(Study text begins)
The Victorians were so embarrassed by the large swellings that occasionally adorn the bottoms of some primate species — notably baboons and chimpanzees — that many zoos insisted that females in this condition be kept out of public view. The swellings, which occur in about 10% of all primate species, can be so large and grotesque that females cannot sit comfortably. Less squeamish primatologists of subsequent eras remained puzzled by this all but unique phenomenon. The fact that swellings coincide with ovulation made it obvious that females must be signalling something about their fertility, but exactly what remained elusive. On page 204 of this issue1, Domb and Pagel show that females are in fact signalling their own genetic quality.

Sexual swellings are found only among Old World monkeys and apes. Detailed analyses of the distribution of swellings indicate that they have evolved independently in three quite separate lineages. Typically they are associated with the evolution of social groups containing several males and several females, where mating is promiscuous and females have greater choice in mating partners2,3,4,5. Swellings are seen, for example, in chimpanzees, whose mating system is close to a sexual free-for-all. But — as readers have no doubt noticed — they do not occur in the chimpanzees' closest relatives (our own species), whose mating system is typically, though by no means exclusively, focused on monogamous couples.
(Study text ends)
(Records begins)
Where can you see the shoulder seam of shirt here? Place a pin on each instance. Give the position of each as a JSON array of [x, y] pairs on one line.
(Records ends)
(Records begins)
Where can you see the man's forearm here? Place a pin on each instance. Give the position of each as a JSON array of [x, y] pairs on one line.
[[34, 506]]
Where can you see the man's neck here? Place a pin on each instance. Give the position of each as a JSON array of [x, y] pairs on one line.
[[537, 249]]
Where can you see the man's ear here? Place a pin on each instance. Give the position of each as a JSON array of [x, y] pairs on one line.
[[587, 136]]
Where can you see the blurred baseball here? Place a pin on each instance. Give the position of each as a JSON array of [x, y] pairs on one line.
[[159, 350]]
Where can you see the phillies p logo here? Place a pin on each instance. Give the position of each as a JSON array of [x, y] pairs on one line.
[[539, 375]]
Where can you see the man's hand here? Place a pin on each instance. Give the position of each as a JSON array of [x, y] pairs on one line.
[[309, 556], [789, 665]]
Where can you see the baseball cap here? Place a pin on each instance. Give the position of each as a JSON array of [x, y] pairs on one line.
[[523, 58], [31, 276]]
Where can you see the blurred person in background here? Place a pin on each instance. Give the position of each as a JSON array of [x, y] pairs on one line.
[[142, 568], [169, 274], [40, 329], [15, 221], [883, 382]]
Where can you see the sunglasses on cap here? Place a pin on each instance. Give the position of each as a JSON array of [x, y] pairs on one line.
(Records ends)
(Records begins)
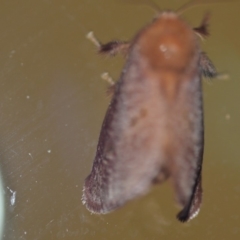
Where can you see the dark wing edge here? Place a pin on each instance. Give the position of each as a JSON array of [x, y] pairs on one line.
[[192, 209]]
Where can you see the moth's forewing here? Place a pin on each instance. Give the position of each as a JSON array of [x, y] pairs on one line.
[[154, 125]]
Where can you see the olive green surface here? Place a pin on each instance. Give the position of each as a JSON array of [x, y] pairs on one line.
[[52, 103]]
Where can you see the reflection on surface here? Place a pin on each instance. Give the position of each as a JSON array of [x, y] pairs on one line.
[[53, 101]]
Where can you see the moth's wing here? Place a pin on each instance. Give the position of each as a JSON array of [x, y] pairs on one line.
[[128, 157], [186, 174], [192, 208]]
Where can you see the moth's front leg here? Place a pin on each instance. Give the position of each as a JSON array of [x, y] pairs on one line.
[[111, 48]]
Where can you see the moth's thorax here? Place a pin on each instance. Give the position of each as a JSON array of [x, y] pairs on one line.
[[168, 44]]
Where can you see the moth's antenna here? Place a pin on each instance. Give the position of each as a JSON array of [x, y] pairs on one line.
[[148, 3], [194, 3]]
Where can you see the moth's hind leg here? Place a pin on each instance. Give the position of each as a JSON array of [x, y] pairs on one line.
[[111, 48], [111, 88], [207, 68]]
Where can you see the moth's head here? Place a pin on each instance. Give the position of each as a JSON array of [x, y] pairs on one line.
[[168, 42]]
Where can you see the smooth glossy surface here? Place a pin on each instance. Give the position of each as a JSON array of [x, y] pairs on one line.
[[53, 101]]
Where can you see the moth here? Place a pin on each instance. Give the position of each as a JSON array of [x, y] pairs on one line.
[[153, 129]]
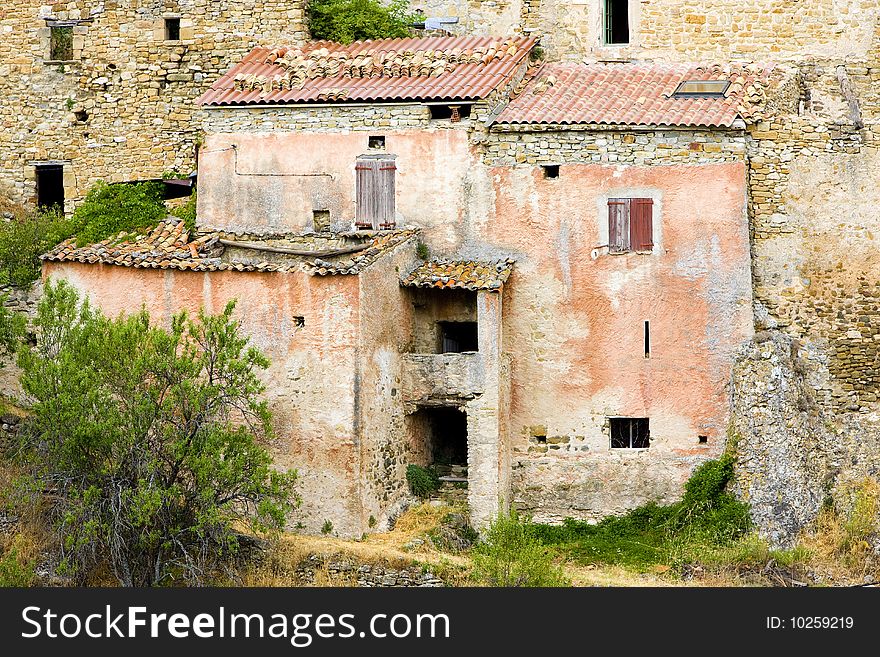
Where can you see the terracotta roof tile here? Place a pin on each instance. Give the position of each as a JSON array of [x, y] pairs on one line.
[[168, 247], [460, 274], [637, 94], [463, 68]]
(Records ends)
Things to do ▸
• A. Please revise the stretch of the primate swellings text from "Sexual swellings are" through "on monogamous couples.", replacing "sexual free-for-all" with "mating scramble".
• B. In the primate swellings text, what proportion of all primate species have the swellings?

Solutions in order ▸
• A.
Sexual swellings are found only among Old World monkeys and apes. Detailed analyses of the distribution of swellings indicate that they have evolved independently in three quite separate lineages. Typically they are associated with the evolution of social groups containing several males and several females, where mating is promiscuous and females have greater choice in mating partners2,3,4,5. Swellings are seen, for example, in chimpanzees, whose mating system is close to a mating scramble. But — as readers have no doubt noticed — they do not occur in the chimpanzees' closest relatives (our own species), whose mating system is typically, though by no means exclusively, focused on monogamous couples.

• B. About 10%.